-- Data supplied --
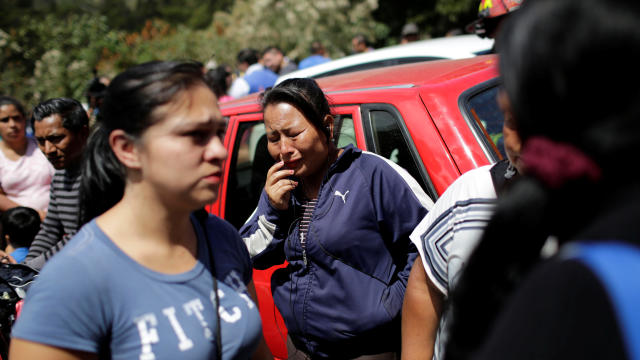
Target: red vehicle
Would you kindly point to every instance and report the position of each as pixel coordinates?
(437, 119)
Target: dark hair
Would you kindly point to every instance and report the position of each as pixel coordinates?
(21, 224)
(248, 55)
(8, 100)
(129, 105)
(217, 80)
(551, 58)
(306, 96)
(73, 115)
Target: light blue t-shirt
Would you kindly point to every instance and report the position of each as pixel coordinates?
(93, 297)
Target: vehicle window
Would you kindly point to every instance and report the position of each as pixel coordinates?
(377, 64)
(390, 140)
(485, 116)
(247, 173)
(344, 131)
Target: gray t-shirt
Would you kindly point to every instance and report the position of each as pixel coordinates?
(93, 297)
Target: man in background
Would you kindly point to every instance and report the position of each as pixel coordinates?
(256, 77)
(360, 44)
(318, 56)
(61, 128)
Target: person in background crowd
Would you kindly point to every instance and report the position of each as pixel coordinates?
(19, 226)
(410, 33)
(25, 173)
(256, 77)
(360, 44)
(61, 128)
(582, 303)
(274, 59)
(219, 80)
(318, 56)
(149, 276)
(341, 218)
(491, 15)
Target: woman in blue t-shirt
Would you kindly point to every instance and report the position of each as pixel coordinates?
(144, 276)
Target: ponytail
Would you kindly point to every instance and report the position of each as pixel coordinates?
(102, 184)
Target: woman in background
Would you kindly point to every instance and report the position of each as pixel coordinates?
(25, 173)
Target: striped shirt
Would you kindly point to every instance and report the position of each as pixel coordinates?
(61, 222)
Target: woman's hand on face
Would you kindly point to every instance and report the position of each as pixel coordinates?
(278, 186)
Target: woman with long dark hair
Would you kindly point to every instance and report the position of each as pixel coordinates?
(146, 277)
(569, 71)
(341, 218)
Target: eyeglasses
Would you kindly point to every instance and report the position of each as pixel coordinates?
(18, 117)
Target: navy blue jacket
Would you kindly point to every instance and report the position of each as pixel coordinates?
(347, 300)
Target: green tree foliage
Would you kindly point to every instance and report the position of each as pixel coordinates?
(293, 24)
(50, 48)
(52, 56)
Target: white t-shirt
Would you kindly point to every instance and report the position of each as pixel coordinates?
(448, 234)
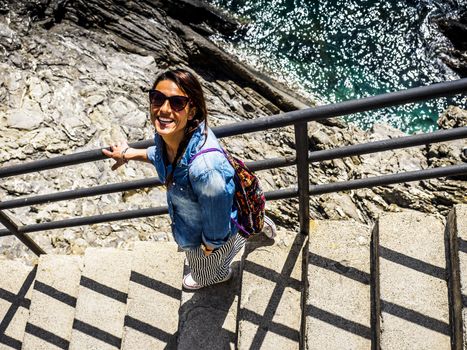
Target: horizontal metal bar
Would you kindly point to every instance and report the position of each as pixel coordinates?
(273, 195)
(61, 161)
(13, 229)
(344, 108)
(268, 122)
(389, 144)
(80, 193)
(314, 156)
(131, 214)
(391, 179)
(90, 220)
(271, 163)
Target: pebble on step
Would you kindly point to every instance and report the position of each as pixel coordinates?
(102, 297)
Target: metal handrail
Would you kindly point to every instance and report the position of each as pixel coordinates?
(315, 156)
(297, 118)
(288, 193)
(267, 122)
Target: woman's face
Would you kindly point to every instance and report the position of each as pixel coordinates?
(170, 124)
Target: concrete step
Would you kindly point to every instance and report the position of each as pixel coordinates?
(456, 229)
(16, 280)
(208, 316)
(154, 296)
(337, 311)
(270, 305)
(412, 309)
(102, 297)
(53, 302)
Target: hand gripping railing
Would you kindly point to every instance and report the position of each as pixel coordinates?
(303, 157)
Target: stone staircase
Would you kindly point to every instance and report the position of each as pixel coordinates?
(401, 284)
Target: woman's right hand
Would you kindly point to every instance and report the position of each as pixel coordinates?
(117, 152)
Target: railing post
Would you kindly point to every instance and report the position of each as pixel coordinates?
(301, 148)
(13, 228)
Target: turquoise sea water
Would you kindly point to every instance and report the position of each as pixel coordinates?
(336, 50)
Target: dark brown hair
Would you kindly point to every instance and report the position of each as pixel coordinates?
(190, 85)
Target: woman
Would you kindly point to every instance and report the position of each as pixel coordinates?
(200, 189)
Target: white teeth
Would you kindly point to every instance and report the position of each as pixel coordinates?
(165, 120)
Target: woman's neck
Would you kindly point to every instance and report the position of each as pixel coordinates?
(171, 146)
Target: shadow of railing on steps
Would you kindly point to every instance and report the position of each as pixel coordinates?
(303, 157)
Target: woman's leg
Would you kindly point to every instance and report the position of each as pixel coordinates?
(211, 269)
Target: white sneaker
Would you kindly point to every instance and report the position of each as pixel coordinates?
(269, 228)
(191, 284)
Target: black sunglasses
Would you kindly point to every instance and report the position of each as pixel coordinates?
(157, 99)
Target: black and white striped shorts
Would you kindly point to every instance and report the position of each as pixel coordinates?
(213, 268)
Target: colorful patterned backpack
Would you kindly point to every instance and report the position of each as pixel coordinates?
(249, 197)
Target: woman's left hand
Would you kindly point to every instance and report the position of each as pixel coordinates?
(116, 152)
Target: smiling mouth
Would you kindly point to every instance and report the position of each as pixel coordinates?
(165, 121)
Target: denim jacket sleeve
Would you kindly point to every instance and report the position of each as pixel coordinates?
(211, 178)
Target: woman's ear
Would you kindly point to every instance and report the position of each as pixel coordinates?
(191, 113)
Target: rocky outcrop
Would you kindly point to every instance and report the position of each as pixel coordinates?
(73, 76)
(456, 31)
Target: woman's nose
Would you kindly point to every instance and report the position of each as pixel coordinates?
(166, 108)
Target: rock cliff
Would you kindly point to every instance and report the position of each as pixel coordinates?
(73, 76)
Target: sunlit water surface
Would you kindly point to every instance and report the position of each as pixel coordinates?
(336, 50)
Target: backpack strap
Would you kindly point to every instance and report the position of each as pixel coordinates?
(207, 150)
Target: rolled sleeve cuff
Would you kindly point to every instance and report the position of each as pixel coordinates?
(151, 154)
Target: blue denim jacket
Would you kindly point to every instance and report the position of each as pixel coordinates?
(200, 198)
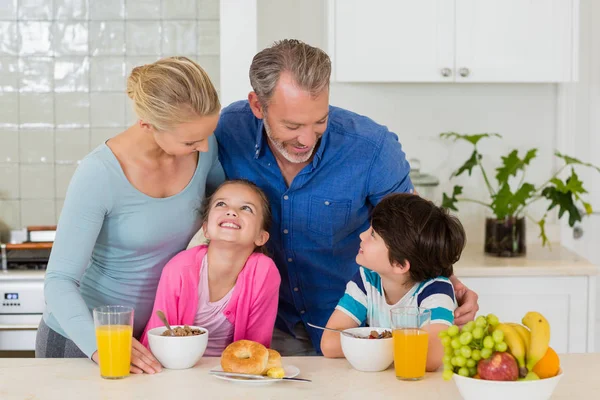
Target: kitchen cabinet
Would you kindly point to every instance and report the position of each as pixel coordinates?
(453, 40)
(557, 283)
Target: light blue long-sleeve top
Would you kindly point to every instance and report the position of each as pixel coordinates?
(113, 241)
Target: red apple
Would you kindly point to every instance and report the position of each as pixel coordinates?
(499, 367)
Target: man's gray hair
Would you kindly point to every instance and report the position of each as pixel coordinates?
(309, 66)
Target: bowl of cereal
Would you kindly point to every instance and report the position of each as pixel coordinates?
(368, 349)
(181, 351)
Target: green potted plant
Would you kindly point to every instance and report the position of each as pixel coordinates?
(511, 195)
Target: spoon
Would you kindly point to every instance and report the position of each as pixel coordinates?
(336, 330)
(162, 317)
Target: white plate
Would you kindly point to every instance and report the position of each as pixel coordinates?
(291, 371)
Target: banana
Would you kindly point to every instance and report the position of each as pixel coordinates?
(516, 345)
(523, 332)
(540, 337)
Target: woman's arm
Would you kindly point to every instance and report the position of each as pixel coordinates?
(86, 205)
(331, 346)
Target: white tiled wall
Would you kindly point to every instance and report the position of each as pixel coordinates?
(63, 69)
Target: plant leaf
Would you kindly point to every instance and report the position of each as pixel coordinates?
(473, 139)
(572, 160)
(469, 164)
(512, 164)
(450, 202)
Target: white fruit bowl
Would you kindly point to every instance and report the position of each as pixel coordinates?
(177, 352)
(368, 355)
(477, 389)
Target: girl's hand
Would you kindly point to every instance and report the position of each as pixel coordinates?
(142, 360)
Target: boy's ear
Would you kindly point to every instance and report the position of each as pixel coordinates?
(262, 238)
(401, 268)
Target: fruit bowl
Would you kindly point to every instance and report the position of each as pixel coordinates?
(477, 389)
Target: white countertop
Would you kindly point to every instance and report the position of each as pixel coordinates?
(539, 261)
(76, 379)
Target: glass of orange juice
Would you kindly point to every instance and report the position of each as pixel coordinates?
(114, 329)
(411, 338)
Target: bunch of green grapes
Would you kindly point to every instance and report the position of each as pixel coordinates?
(463, 348)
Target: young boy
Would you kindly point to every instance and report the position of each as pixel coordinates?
(406, 258)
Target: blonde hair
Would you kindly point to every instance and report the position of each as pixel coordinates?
(171, 91)
(309, 66)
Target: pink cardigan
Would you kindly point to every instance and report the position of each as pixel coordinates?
(252, 308)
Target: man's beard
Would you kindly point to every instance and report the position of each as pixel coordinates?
(280, 146)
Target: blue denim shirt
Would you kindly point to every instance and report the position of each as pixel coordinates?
(318, 218)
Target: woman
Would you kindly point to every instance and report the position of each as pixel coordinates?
(131, 206)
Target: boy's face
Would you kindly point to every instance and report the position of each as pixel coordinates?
(373, 253)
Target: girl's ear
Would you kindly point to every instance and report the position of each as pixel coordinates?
(401, 268)
(262, 238)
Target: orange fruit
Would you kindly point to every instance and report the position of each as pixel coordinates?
(548, 366)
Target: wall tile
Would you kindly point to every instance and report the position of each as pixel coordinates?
(9, 74)
(208, 9)
(143, 38)
(35, 9)
(71, 9)
(9, 38)
(36, 74)
(107, 10)
(36, 146)
(72, 109)
(8, 10)
(38, 212)
(107, 38)
(101, 135)
(9, 109)
(208, 38)
(9, 145)
(37, 181)
(108, 74)
(179, 38)
(35, 38)
(9, 181)
(64, 173)
(72, 145)
(72, 74)
(142, 9)
(108, 110)
(70, 38)
(179, 9)
(36, 110)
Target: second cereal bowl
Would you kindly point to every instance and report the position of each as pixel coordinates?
(177, 352)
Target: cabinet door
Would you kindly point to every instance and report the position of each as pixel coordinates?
(516, 40)
(564, 301)
(391, 40)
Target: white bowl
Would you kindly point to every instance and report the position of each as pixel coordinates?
(368, 355)
(477, 389)
(179, 352)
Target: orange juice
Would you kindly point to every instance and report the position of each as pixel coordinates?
(114, 350)
(410, 352)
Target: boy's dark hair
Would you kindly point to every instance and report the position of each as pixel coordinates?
(266, 206)
(416, 230)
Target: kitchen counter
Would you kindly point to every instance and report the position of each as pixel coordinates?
(539, 261)
(66, 379)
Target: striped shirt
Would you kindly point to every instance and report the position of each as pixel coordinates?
(364, 300)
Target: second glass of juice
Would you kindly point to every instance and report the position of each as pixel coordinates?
(114, 330)
(411, 338)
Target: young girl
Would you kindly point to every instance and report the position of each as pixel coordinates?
(228, 286)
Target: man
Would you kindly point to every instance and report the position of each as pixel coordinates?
(323, 169)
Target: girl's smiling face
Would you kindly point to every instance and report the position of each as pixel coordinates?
(236, 216)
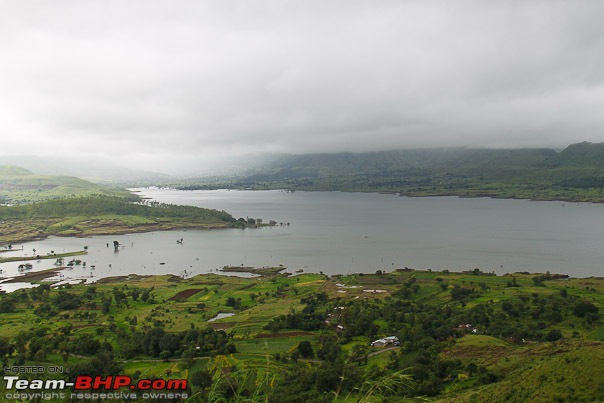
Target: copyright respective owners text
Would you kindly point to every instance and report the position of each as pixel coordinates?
(53, 383)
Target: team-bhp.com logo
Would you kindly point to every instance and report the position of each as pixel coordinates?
(95, 387)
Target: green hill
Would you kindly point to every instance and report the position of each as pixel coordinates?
(20, 186)
(574, 174)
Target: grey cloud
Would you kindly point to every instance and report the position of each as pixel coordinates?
(188, 80)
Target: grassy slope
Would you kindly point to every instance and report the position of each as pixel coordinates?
(575, 174)
(569, 369)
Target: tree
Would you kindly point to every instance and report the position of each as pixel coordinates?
(201, 379)
(305, 349)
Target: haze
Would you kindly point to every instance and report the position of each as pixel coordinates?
(178, 87)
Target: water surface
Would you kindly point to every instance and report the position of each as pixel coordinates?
(336, 232)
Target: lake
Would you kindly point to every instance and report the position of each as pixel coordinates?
(335, 232)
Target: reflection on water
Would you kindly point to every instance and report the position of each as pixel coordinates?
(221, 316)
(334, 232)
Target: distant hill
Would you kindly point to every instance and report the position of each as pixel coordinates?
(19, 186)
(575, 173)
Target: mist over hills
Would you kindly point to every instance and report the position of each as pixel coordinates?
(575, 173)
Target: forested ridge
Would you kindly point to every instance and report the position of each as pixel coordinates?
(101, 214)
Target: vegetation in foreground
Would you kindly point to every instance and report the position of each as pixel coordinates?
(462, 337)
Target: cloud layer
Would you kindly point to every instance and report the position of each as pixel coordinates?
(170, 84)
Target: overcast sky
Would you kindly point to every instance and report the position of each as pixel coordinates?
(166, 84)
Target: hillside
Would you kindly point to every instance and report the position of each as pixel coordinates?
(105, 215)
(462, 337)
(575, 173)
(20, 186)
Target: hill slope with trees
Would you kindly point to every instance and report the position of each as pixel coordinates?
(574, 174)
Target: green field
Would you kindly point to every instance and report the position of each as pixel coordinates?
(464, 336)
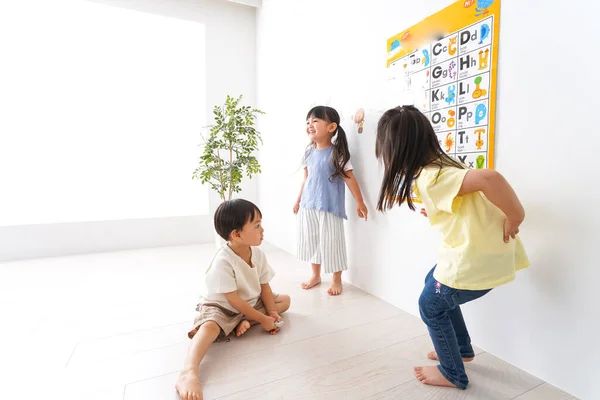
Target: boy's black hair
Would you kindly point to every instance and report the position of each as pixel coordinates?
(232, 215)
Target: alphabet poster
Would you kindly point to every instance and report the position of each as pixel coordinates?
(446, 66)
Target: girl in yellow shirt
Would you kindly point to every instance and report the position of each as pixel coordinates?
(478, 215)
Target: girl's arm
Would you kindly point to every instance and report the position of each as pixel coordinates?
(500, 193)
(352, 183)
(297, 204)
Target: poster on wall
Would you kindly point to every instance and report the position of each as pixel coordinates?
(446, 66)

-- Exercise task --
Repeat the stretch of lines above, from the one containing "Target: hillside" through the end of the records, requests included, and shift each pixel coordinate in the answers by adding 14 to both of its numbers. Leave the pictures out.

-- Exercise output --
Target: hillside
Would you kindly point to every instance and report the position of each as pixel coordinates?
(119, 229)
(476, 351)
(589, 187)
(34, 200)
Target: hill slope with trees
Would you kindly point to every instance and report the position of each as pixel coordinates?
(588, 188)
Target: green field
Would you kindly point to every instance and report the position of each as pixel coordinates?
(478, 350)
Target: boy's black hair
Would you kindly point to every instance and report the position of each as pixel coordinates?
(246, 229)
Target: alphabet poster
Would you kindly point to every instance and report the position of each as pixel coordinates?
(460, 80)
Target: girl in yellow shirt
Would you kindly point to every instance and report the position of each as pixel coordinates?
(492, 229)
Target: girl's arm
Would you kindly point to every instance and report the position of each as pixel coordinates?
(514, 207)
(366, 197)
(311, 218)
Target: poster on wall
Would you kindly point to every instance and report the position of each as pixel coordinates?
(460, 80)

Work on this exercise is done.